**Collection entries**

"""

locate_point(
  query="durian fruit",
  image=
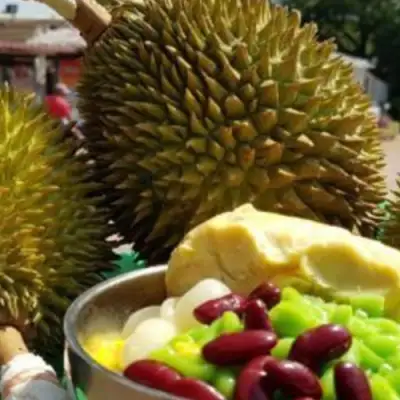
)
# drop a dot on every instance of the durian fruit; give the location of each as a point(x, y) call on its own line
point(53, 233)
point(193, 107)
point(390, 232)
point(246, 246)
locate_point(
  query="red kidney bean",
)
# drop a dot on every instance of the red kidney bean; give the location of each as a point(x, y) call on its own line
point(320, 345)
point(249, 383)
point(152, 374)
point(292, 379)
point(269, 293)
point(256, 317)
point(194, 389)
point(211, 310)
point(351, 383)
point(240, 347)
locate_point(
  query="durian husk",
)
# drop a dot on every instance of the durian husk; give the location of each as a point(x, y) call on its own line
point(53, 232)
point(194, 107)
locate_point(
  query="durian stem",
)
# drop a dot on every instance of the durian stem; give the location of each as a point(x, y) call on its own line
point(91, 19)
point(88, 16)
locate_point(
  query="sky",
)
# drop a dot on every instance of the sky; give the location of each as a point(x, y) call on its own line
point(29, 9)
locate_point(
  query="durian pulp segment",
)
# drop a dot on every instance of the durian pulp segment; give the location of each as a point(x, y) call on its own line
point(106, 349)
point(245, 247)
point(194, 107)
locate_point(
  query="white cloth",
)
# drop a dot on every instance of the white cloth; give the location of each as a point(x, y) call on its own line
point(28, 377)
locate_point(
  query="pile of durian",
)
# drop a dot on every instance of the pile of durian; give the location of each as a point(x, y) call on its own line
point(191, 108)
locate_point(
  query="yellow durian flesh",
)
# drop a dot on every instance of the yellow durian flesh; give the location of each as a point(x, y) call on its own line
point(246, 247)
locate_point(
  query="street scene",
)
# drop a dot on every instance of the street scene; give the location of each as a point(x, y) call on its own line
point(199, 199)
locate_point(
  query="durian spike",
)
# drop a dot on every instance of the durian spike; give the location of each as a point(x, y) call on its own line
point(88, 16)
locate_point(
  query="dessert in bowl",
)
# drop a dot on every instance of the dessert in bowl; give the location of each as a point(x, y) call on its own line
point(252, 305)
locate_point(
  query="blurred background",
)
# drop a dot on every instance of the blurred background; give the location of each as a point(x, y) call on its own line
point(41, 52)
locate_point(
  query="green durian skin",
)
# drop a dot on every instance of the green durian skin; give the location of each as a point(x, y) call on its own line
point(53, 231)
point(194, 107)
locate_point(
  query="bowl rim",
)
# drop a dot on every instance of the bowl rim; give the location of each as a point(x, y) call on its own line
point(79, 304)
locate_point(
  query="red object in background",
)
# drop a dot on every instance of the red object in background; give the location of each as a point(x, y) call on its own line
point(70, 71)
point(58, 107)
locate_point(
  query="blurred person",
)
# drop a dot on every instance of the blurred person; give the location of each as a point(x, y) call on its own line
point(25, 375)
point(57, 104)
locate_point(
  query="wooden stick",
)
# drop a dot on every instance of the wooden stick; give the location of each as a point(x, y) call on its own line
point(91, 19)
point(88, 16)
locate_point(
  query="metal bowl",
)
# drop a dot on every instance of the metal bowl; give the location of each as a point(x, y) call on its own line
point(104, 308)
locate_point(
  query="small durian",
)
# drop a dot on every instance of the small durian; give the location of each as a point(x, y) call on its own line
point(194, 107)
point(53, 233)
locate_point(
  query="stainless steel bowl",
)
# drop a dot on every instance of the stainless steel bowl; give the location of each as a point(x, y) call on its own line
point(104, 308)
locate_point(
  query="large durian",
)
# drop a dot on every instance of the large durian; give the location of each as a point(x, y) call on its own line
point(193, 107)
point(52, 232)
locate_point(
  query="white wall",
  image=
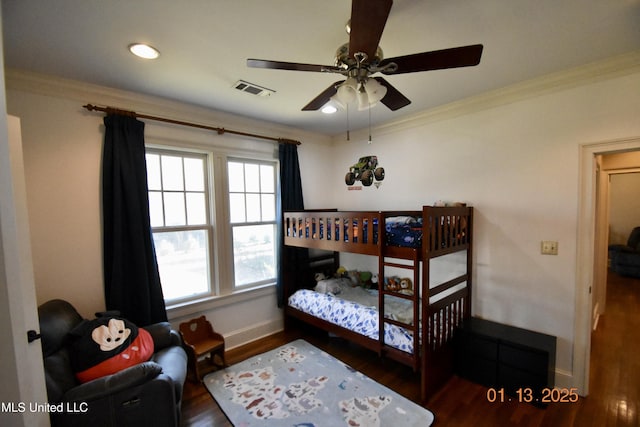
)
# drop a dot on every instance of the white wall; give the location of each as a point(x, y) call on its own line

"""

**What is expected**
Please duplicate every line of the items above exactly, leaving the pictures out of your copy.

**Result for this task**
locate_point(
  query="durian fruit",
  image=
)
# drop a dot on every instance of the durian fruit; give the location of each as a point(x, y) call on its own line
point(53, 233)
point(193, 107)
point(390, 232)
point(246, 246)
locate_point(
  query="red kidney bean",
)
# drop a dot on every instance of the red kidney bean; give the location of each as a point(x, y) call on its own line
point(320, 345)
point(249, 383)
point(152, 374)
point(292, 379)
point(269, 293)
point(256, 317)
point(194, 389)
point(211, 310)
point(351, 383)
point(240, 347)
locate_point(
  query="durian husk",
)
# drop a dot on every instance of the durian husk; give the location of each as a point(x, y) call on its own line
point(53, 232)
point(194, 107)
locate_point(
  query="durian stem",
)
# drop a dot on every instance of the durian stem; give the location of each as a point(x, y) call on its own line
point(91, 19)
point(88, 16)
locate_point(
  query="sky",
)
# drop a dot on every instance of the sky; give the location of each as a point(x, y) call on its own line
point(29, 9)
locate_point(
  query="durian pulp segment",
)
# drop a dot on every instance of the durian pulp segment; give the location of each as a point(x, y) call on its own line
point(106, 349)
point(245, 247)
point(194, 107)
locate_point(
  query="white cloth",
)
# drop a dot on every instance of the white cloth; give the location of each as a point(x, y) call on its own line
point(28, 377)
locate_point(
  query="pile of durian",
)
# drop a dot on every instance of the pile of durian; give the location of each as a point(x, y) call on its own line
point(191, 108)
locate_point(
  query="yellow durian flesh",
)
# drop a dot on every instance of the yellow durian flesh; give the location of each as a point(x, y) call on its own line
point(246, 247)
locate_point(
  query="street scene",
)
# drop a dot on every instance of the street scene; give the location of each as a point(x, y) call on its own line
point(199, 199)
locate_point(
  query="durian spike",
)
# drop a dot on every instance of the durian spike; give the location of each as a point(x, y) call on its own line
point(88, 16)
locate_point(
  query="dessert in bowl",
)
# drop a dot on every instance of the dessert in bowl; give the location of each as a point(x, y) call on its own line
point(252, 305)
locate_point(
  query="blurred background",
)
# drop a dot on every instance of the blurred background; give the location of each as a point(x, y) call on its own line
point(41, 52)
locate_point(
  query="green durian skin",
)
# drop a dot on every instance of the green durian skin; give the location of each as a point(x, y) call on its own line
point(53, 231)
point(194, 107)
locate_point(
  query="bowl rim",
)
# drop a dot on every instance of the bowl rim; give the location of each as a point(x, y) call on its own line
point(79, 304)
locate_point(
  query="red object in background",
)
# drop a dot on every instance of the red object in background; give the location of each as a point(x, y) call on its own line
point(70, 71)
point(58, 107)
locate_point(
  query="blurred person",
)
# drop a dot on every instance of the blurred person; give the location of each as a point(x, y) call on its own line
point(25, 375)
point(57, 104)
locate_point(
  query="wooden stick",
)
# drop a dot on every instance of the wooden stick; give the location of each as a point(x, y) call on its own line
point(91, 19)
point(88, 16)
locate_point(
  query="metal bowl",
)
# drop a dot on every instance of the metal bowl; give the location of each as a point(x, y) call on its own line
point(104, 308)
locate_point(
  query="small durian",
)
# drop a dot on every instance of the small durian; give the location of each as a point(x, y) call on its own line
point(194, 107)
point(53, 233)
locate_point(
  query="stainless steel bowl",
)
# drop a dot on every instance of the stainless steel bowl; give the location of each as a point(x, y) call on its own line
point(104, 308)
locate_point(
  query="large durian",
)
# drop a dot on every instance of the large durian; give the location of each as a point(x, y) call on its own line
point(193, 107)
point(52, 232)
locate_point(
  query="white wall",
  image=
)
# drop a dot on every instance of the white wall; give the location of each as a point(x, y) call on its own line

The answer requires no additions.